Referring expression data
# # # #

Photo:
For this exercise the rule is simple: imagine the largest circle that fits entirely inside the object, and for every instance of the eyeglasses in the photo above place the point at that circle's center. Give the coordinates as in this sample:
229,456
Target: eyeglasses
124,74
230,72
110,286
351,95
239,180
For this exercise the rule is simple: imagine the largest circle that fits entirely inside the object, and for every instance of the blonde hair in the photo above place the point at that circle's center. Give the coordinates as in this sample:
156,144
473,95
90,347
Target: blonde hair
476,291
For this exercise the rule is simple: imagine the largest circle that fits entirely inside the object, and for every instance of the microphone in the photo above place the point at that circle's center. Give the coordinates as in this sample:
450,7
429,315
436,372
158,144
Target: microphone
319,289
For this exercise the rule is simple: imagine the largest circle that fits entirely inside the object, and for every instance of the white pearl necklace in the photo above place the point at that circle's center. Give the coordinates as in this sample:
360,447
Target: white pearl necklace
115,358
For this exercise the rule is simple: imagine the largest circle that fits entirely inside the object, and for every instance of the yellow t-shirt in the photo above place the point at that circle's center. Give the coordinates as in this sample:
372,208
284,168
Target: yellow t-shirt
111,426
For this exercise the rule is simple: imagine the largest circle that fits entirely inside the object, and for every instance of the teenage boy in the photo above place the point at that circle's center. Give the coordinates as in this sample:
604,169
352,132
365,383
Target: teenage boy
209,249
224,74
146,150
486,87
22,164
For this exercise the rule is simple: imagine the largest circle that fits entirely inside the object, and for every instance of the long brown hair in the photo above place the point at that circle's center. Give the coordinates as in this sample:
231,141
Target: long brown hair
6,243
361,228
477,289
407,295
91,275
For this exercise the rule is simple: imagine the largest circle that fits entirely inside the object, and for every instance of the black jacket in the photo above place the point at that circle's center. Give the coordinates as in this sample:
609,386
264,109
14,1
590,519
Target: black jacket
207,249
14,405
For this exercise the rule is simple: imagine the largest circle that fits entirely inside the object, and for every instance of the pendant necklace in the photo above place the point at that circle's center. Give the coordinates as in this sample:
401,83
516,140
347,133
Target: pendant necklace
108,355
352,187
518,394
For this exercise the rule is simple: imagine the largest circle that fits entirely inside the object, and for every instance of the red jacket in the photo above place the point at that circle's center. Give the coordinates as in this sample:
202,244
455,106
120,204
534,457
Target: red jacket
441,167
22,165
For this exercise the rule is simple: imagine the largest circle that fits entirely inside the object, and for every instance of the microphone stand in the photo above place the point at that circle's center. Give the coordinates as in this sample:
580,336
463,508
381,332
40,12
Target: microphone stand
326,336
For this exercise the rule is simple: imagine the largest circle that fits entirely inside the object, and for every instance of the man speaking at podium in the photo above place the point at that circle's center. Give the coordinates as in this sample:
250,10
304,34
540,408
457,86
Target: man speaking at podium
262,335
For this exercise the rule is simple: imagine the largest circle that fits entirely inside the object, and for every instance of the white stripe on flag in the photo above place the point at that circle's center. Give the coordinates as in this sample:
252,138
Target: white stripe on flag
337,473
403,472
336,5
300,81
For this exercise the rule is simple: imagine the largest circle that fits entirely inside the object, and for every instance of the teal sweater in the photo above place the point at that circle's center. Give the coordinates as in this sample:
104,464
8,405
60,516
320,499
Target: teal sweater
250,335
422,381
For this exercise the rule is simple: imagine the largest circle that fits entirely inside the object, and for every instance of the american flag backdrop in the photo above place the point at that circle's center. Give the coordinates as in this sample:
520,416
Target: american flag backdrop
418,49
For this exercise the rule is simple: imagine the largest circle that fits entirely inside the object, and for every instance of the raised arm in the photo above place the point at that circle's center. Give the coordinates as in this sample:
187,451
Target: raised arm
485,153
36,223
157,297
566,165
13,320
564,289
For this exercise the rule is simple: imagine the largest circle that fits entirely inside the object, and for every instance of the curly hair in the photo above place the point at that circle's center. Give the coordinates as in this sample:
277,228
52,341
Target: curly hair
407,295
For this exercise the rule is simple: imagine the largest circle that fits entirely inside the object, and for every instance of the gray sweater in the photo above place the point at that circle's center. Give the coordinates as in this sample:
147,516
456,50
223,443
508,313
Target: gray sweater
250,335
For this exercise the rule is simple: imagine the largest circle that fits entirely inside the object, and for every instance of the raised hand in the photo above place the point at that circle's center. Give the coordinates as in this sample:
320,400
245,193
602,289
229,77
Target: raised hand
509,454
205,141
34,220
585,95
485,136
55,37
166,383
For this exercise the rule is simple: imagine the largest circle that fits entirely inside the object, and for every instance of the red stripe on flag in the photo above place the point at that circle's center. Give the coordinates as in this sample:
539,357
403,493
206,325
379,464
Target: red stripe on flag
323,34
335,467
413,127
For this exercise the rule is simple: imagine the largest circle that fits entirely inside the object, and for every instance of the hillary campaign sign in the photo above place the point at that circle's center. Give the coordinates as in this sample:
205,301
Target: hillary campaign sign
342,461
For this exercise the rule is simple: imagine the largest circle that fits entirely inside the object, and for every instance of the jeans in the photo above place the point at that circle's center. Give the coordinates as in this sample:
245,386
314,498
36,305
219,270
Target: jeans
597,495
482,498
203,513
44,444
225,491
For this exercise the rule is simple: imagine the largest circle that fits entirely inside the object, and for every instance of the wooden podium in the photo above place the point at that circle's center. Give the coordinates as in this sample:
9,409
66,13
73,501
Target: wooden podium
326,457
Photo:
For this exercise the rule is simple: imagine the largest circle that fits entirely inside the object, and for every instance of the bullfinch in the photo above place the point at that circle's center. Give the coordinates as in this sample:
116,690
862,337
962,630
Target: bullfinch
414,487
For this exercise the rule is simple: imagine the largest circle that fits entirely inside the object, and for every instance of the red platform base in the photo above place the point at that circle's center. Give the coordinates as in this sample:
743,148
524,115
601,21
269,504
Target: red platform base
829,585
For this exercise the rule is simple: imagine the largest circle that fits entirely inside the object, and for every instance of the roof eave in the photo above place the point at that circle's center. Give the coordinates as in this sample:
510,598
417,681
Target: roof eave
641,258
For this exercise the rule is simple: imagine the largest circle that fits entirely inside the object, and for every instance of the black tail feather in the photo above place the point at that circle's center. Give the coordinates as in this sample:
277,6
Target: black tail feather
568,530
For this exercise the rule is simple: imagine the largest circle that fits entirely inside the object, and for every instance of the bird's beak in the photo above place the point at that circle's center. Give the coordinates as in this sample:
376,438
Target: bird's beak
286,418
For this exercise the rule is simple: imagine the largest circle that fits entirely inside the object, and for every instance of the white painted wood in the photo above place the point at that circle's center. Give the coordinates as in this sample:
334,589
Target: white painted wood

# # # #

Problem requirements: Each entry above must be set down again without alteration.

Exercise output:
Photo:
For this exercise the rule is simple: imagine the largest circle that fits entirely inside the object, and for every instance of the eyeglasses in the photo above place the point at that circle's center. Give the coordinates as in this sample:
229,456
Target: eyeglasses
124,74
230,72
110,286
351,95
239,180
For this exercise the rule is simple: imagine the largest circle that fits entirely inside the object, and for every instance of the blonde hair in the photo above place the point at that circle's center. Give the coordinates as in this sample:
156,144
473,95
90,347
Target: blonde hair
476,291
For this exercise the rule is simple: imagine the largest circle that fits entirely inside the object, and for every instance of the microphone in the photo above place the point at that circle's center. Give the coordinates as in this sample:
450,7
429,315
436,372
158,144
Target: microphone
319,289
For this exercise the rule is simple: imagine the largest circle that fits entirely inside the object, and for every instance of the white pearl necklace in the photo above place the point at that circle's center. Give the coordinates as in this sample:
360,447
Target: white pearl necklace
115,358
For this exercise the rule is simple: imagine the largest circle that fits entirely inside the object, and for every instance of the yellow t-shirt in the photo above place the point at that circle's center. Give the coordinates as in this sample:
372,208
284,168
Target: yellow t-shirt
111,426
For this exercise the rule is simple: imagine the largest circle that fits entirely inside the object, and for every instance of the teenage boy in the photo above place the point at that circle's center. Give the coordinates as in this sample:
604,169
352,132
365,383
Target: teenage boy
209,249
224,74
146,150
486,87
22,164
For this exercise the rule is simple: imagine the largest circle that fits entirely inside the object, and for every instance of the long brown hair in the photo above place the point at that circle's center. Give the coordinates as in this sample:
231,141
Target: long brown hair
6,243
361,228
477,289
407,295
91,275
For this exercise the rule is simple: imagine the largest circle that fits entirely inside the object, and for every instance of the black jacket in the photo above place the point at that circle's center. Give the coordinates as in this sample:
609,386
264,109
14,1
590,519
Target: black jacket
207,249
14,405
For this exercise the rule is simple: imagine the largest circle that fits entirely inside the object, and for every instance of the pendant necklace in the photo above place the point at that circle's center. Give the coordinates as in this sample:
401,83
516,140
347,133
Target: pendant necklace
108,355
352,187
518,394
For this exercise the rule is simple: imagine the largest circle that fits entirely inside the object, and for every instance of the red jacket in the photo above place the point at that circle's center. Give the coordinates as in this sample:
202,244
455,106
120,204
534,457
Target: red jacket
441,167
22,165
For this exercise the rule is simple: imagine the largest circle that fits entirely inside the object, and for every instance of the microphone stand in the photo above place the point at that circle's center. Give the coordinates as in this sample:
580,336
463,508
381,332
40,12
Target: microphone stand
326,336
For this exercise the rule is simple: imagine the largest circle that fits entirely inside the object, and for every instance of the man speaking at podium in the photo above place the point at that circle's center. Give the coordinates as in this sample:
250,10
304,34
540,408
457,86
Target: man speaking at podium
262,335
For this exercise the rule is simple: imagine the largest circle that fits entirely inside the object, and for every instance of the white stripe on flag in the photo above place the point at that circle's center. Give the coordinates as in this sample:
252,138
Target: white stripe on flag
337,473
403,472
336,5
300,81
For this exercise the rule is simple: imagine the largest circle that fits entirely inside the object, and for every instance of the teal sweater in the photo above place the point at that circle's center. Give the coordinates as in this sample:
104,464
8,405
60,516
320,499
Target: teal sweater
250,335
422,381
For this exercise the rule is simple: imagine the largest circle that fits entirely inside the object, and for every instance of the american flag backdrop in the photo above place the point at that circle's center. Give the coordinates as in this sample:
520,416
Target: american flag backdrop
418,49
For this exercise the rule is simple: imagine the largest circle that fits entirely inside the object, and for every instance of the raised arm in the photo above place the point at that circle's center. Give the coordinates as in this sample:
187,451
Target: raised arm
485,153
36,223
157,297
566,165
13,320
564,289
For this exercise the rule is simple: imagine the largest circle that fits entirely inside the object, and for every instance of the curly hair in the photo above place the point at that circle's center. Give the coordinates as in this sample:
277,228
52,341
Target: curly hair
407,295
For this exercise the rule is simple: imagine the largest circle that fits entirely inside the object, and for every instance of the gray sweater in the photo above place the point at that circle's center. Give the coordinates as in this sample:
147,516
456,50
223,443
508,313
Target: gray sweater
250,335
For this exercise the rule is simple: imagine the largest circle that fits entirely inside the object, and for every instance of the raised hand in the photo above place the point at that circle's center. Give the coordinates as in this sample:
320,400
245,193
602,289
229,77
Target: raised hand
509,454
205,141
34,220
585,95
485,136
55,37
166,383
For this exercise the rule is simple: imagine the largest circle that fits entirely inside the object, and for every instance of the red stripe on flag in the photo above place the point at that circle's center. Give the coordinates as in this sample:
539,357
403,493
206,325
379,464
Target: red stripe on flag
323,34
335,467
413,127
For this exercise the rule is simple: imagine the largest circle that fits entirely inside the object, and for every instance of the hillary campaign sign in the photo above place the point at that circle's center. Give the coordinates as in this sample:
205,301
Target: hillary campaign sign
342,461
For this exercise the rule is simple: imagine the largest circle that fits entirely inside the object, and for every instance of the jeans in the photo above place the point at that circle's center. Give the coordinates as in this sample:
245,386
314,498
36,305
219,270
Target: jeans
597,495
482,498
203,513
44,444
225,491
For this exercise the rule is simple: imagine the largest circle that fits entirely inside the object, and for every instance of the wooden podium in the photo above place the point at that circle's center. Give the coordinates as in this sample:
9,409
66,13
73,501
Target: wooden podium
326,457
Photo:
For this exercise the rule is simple: imagine the largest circle that fits entirely inside the object, and for every instance of the bullfinch in the photo above place the point at that circle's center. Give the coordinates as in this sample:
116,690
862,337
962,630
Target: bullfinch
414,487
For this exercise the rule is simple: imagine the largest circle that fits entirely inside the object, and for every instance of the red platform base in the photo above place the point at that circle's center. Give the coordinates as in this sample:
743,148
524,115
601,21
269,504
Target: red platform base
829,585
For this exercise the rule is simple: imagine the largest circle that fits entirely inside the object, and for every instance of the roof eave in the photo above place the point at that circle's center. Give the coordinates as in this sample:
510,598
417,681
Target: roof eave
641,258
For this exercise the rule is simple: imagine the largest circle that fits entirely inside the object, and for every instance of the black tail feather in the photo above place the point at that circle's center. Give the coordinates as in this sample:
277,6
Target: black tail feather
568,530
For this exercise the rule is simple: imagine the largest circle that fits entirely inside the object, and for every instance of the bird's beak in the photo above place the point at that circle's center. Give the coordinates as in this sample:
376,438
Target: bird's beak
286,418
For this exercise the rule is simple: imagine the largest circle that fits entirely inside the object, and for every instance of the white painted wood in the photo above place the point at that circle's center. Give the coordinates as in this sample:
334,589
Target: white painted wood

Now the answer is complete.